DIRECTION:
Repeat these lines word for word, but leave out the pictures.

(Entries taken from a collection)
* * * *

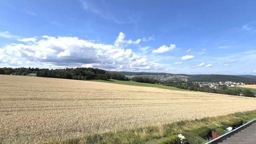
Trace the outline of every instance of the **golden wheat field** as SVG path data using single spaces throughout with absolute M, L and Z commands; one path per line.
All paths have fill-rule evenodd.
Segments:
M 0 143 L 52 139 L 256 109 L 256 99 L 0 75 Z
M 256 85 L 239 85 L 238 87 L 246 87 L 247 88 L 256 89 Z

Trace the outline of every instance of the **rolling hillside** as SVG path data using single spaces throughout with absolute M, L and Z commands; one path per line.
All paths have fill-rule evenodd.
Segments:
M 246 84 L 256 83 L 256 79 L 237 76 L 222 75 L 191 75 L 189 81 L 218 82 L 231 81 L 235 82 L 243 82 Z
M 174 74 L 164 72 L 115 72 L 125 75 L 181 75 L 189 77 L 188 81 L 190 82 L 219 82 L 231 81 L 236 82 L 243 82 L 247 84 L 256 84 L 256 75 L 186 75 Z

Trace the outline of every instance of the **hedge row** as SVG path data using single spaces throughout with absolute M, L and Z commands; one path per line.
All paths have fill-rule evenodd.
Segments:
M 220 133 L 224 132 L 223 130 L 224 129 L 229 127 L 232 127 L 233 128 L 239 127 L 243 124 L 243 120 L 241 118 L 234 118 L 219 123 L 203 127 L 182 134 L 185 136 L 189 144 L 202 144 L 205 143 L 205 139 L 209 138 L 211 136 L 212 131 L 219 131 Z M 177 136 L 171 137 L 158 143 L 158 144 L 180 144 L 180 140 Z

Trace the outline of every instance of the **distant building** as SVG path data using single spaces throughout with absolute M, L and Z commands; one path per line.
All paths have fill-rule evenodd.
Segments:
M 28 76 L 36 77 L 36 73 L 30 73 L 28 74 Z

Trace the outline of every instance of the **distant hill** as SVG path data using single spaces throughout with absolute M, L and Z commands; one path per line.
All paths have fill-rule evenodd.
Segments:
M 186 75 L 174 74 L 165 72 L 115 72 L 125 75 L 177 75 L 189 77 L 188 81 L 190 82 L 219 82 L 231 81 L 235 82 L 242 82 L 247 84 L 256 84 L 256 75 Z
M 125 75 L 178 75 L 186 76 L 189 76 L 190 75 L 186 74 L 174 74 L 166 72 L 113 72 L 117 73 L 119 73 L 121 74 Z
M 238 77 L 243 78 L 250 78 L 256 79 L 256 75 L 236 75 L 235 76 L 237 76 Z
M 256 79 L 248 77 L 222 75 L 191 75 L 189 81 L 219 82 L 231 81 L 243 82 L 246 84 L 256 84 Z
M 125 75 L 172 75 L 172 74 L 165 73 L 165 72 L 115 72 L 119 73 L 121 74 Z

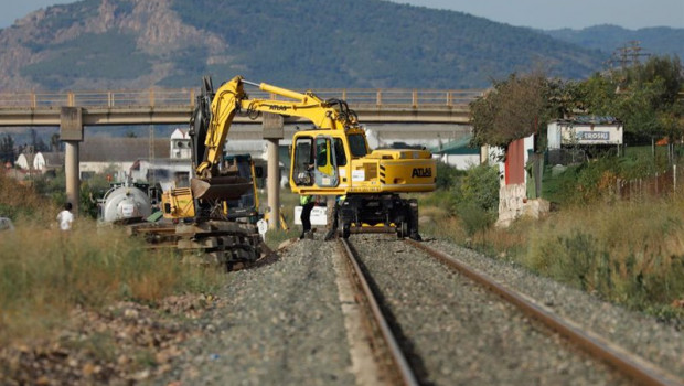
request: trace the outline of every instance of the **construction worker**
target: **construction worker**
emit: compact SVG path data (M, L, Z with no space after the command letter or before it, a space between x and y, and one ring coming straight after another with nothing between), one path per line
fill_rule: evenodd
M313 233L311 233L311 210L313 210L313 205L316 205L313 196L300 195L299 204L301 205L301 216L299 218L301 219L302 227L301 236L299 236L299 239L302 239L304 237L313 238Z
M332 200L332 196L328 196L327 201L327 227L328 232L325 233L325 237L323 239L329 242L338 235L338 211L340 210L340 204L344 201L345 195L338 195Z

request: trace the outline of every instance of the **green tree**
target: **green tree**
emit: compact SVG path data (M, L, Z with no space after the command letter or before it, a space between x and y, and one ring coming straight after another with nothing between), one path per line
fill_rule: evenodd
M472 144L506 147L571 109L575 89L543 73L512 74L470 104Z
M591 115L619 118L627 132L671 139L682 136L684 86L678 57L652 56L644 64L595 74L578 85L578 100Z

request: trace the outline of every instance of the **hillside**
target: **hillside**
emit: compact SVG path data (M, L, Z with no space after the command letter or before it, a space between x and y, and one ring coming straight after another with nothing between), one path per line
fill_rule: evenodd
M0 89L195 87L236 74L297 88L487 87L606 54L460 12L381 0L83 0L0 30Z
M684 29L659 26L633 31L617 25L596 25L583 30L563 29L544 32L554 39L608 54L629 42L637 41L643 53L677 55L684 58Z

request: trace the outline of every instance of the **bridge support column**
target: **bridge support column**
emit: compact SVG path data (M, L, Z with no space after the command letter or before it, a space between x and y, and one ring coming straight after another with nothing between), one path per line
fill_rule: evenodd
M268 228L277 229L280 222L280 160L278 157L278 148L280 139L284 138L285 120L282 116L276 114L264 114L264 139L268 140L268 149L266 151L268 158Z
M78 179L78 141L65 141L64 174L66 176L66 201L72 203L74 214L78 214L81 180Z
M74 214L78 214L81 192L78 142L83 141L83 109L81 107L62 107L60 139L66 143L64 153L66 200L72 203Z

* * * *

RESPONSE TO THE TASK:
Trace the outline of every instance of the **golden wheat field** as SVG path data using single spaces throughout with absolute M, L and Z commands; one path per line.
All paths have fill-rule evenodd.
Segments:
M 0 143 L 52 139 L 256 109 L 256 99 L 0 75 Z
M 256 85 L 239 85 L 238 87 L 246 87 L 247 88 L 256 89 Z

Trace the outline of every instance of the **rolling hillside** as SVG path data using single spaces throughout with absolute M, L and Z commands; one path per line.
All paths have fill-rule evenodd.
Segments:
M 246 84 L 256 83 L 256 79 L 237 76 L 222 75 L 191 75 L 189 81 L 218 82 L 231 81 L 235 82 L 243 82 Z
M 174 74 L 164 72 L 115 72 L 125 75 L 181 75 L 189 77 L 188 81 L 190 82 L 219 82 L 231 81 L 236 82 L 243 82 L 247 84 L 256 84 L 256 75 L 186 75 Z

Trace the outline of every instance of the **hedge row** as SVG path data using single spaces throughout with absolute M, L and Z commands; one path per line.
All paths have fill-rule evenodd.
Segments:
M 220 133 L 224 132 L 223 130 L 224 129 L 229 127 L 232 127 L 233 128 L 239 127 L 243 124 L 243 120 L 241 118 L 234 118 L 219 123 L 203 127 L 182 134 L 185 136 L 189 144 L 202 144 L 205 143 L 205 139 L 209 138 L 211 136 L 212 131 L 219 131 Z M 177 136 L 171 137 L 158 143 L 158 144 L 180 144 L 180 140 Z

Trace the outline of every instance of the **distant building** as SVG path data using single spaces throughout with absolute M, L and Z commands; one path per line.
All paths have fill-rule evenodd.
Segments:
M 28 76 L 36 77 L 36 73 L 30 73 L 28 74 Z

Trace the outline of every instance of the **distant hill** as SVG path data using single spaces throughout with absolute M, L and Z commands; one path per line.
All paths have fill-rule evenodd.
Segments:
M 186 75 L 174 74 L 165 72 L 115 72 L 125 75 L 177 75 L 189 77 L 188 81 L 190 82 L 219 82 L 231 81 L 235 82 L 242 82 L 247 84 L 256 84 L 256 75 Z
M 125 75 L 178 75 L 186 76 L 189 76 L 190 75 L 186 74 L 174 74 L 166 72 L 113 72 L 117 73 L 119 73 L 121 74 Z
M 238 77 L 243 78 L 250 78 L 256 79 L 256 75 L 236 75 L 235 76 L 237 76 Z
M 256 79 L 248 77 L 222 75 L 191 75 L 189 81 L 219 82 L 231 81 L 243 82 L 246 84 L 256 84 Z
M 125 75 L 172 75 L 172 74 L 165 73 L 165 72 L 115 72 L 119 73 L 121 74 Z

request: trace the outline of every instance of the **construction worker**
target: **construction worker**
emit: compact SVG path data (M, L, Z with no space after the command letter or before it, a space between x and y, and one ring coming straight after another with nothing between), one path per line
fill_rule: evenodd
M313 233L311 233L311 210L313 210L313 205L316 205L313 196L300 195L299 204L301 205L301 216L299 218L301 219L302 227L301 236L299 236L299 239L302 239L304 237L313 238Z
M332 200L332 196L328 196L327 201L327 227L328 232L325 233L325 237L323 239L329 242L338 235L338 211L340 210L340 204L344 201L345 195L338 195Z

request: trace the outline of every instance of the **green tree**
target: **green tree**
emit: compact SVG path data (M, L, Z with no space after the command letter or before it, a space between x and y, and one ring coming straight after another with nothing between), one path per line
fill_rule: evenodd
M472 144L506 147L571 109L575 89L543 73L512 74L470 104Z
M591 115L619 118L627 132L671 139L682 136L684 86L678 57L652 56L644 64L595 74L578 85L578 100Z

request: trace the outline of every instance of the **hillside**
target: **hillside**
emit: compact SVG path data (M, L, Z with no space after the command letter or before it, a space between x and y, and one ring coming straight after another with nothing between), one path per line
fill_rule: evenodd
M0 89L195 87L236 74L297 88L487 87L606 54L460 12L381 0L83 0L0 30Z
M684 29L659 26L633 31L617 25L596 25L583 30L563 29L544 32L554 39L608 54L629 42L637 41L643 53L677 55L684 58Z

request: trace the outline of every instance of the **bridge support column**
target: **bridge support column**
emit: compact SVG path data (M, L, Z with no space after the command letter or before it, a space between x and y, and one ring coming straight after another with nothing between), one path per line
fill_rule: evenodd
M268 228L277 229L280 222L280 160L278 157L278 148L280 139L284 138L285 120L282 116L276 114L264 114L264 139L268 140L268 149L266 151L268 158Z
M78 179L78 141L65 141L64 174L66 176L66 201L72 203L74 214L78 214L81 180Z
M74 214L78 214L81 192L78 142L83 141L83 109L81 107L62 107L60 139L66 143L64 153L66 200L72 203Z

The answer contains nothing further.